▶ SET TASK
Present the lines below as a numbered list, omitting any blank lines and leaving the picture out.

▶ RECORD EXTRACTS
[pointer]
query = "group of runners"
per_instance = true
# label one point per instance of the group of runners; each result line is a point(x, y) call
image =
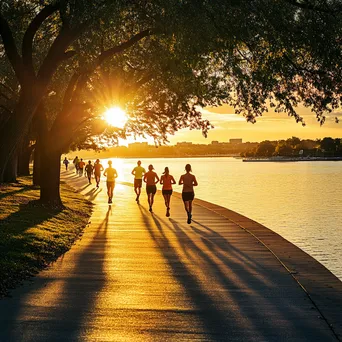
point(150, 177)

▶ FINISHED ANSWER
1. [pointer]
2. query = "group of runners"
3. per_instance = true
4. # label one point per instance of the group of runners; each result line is a point(x, y) call
5. image =
6. point(150, 177)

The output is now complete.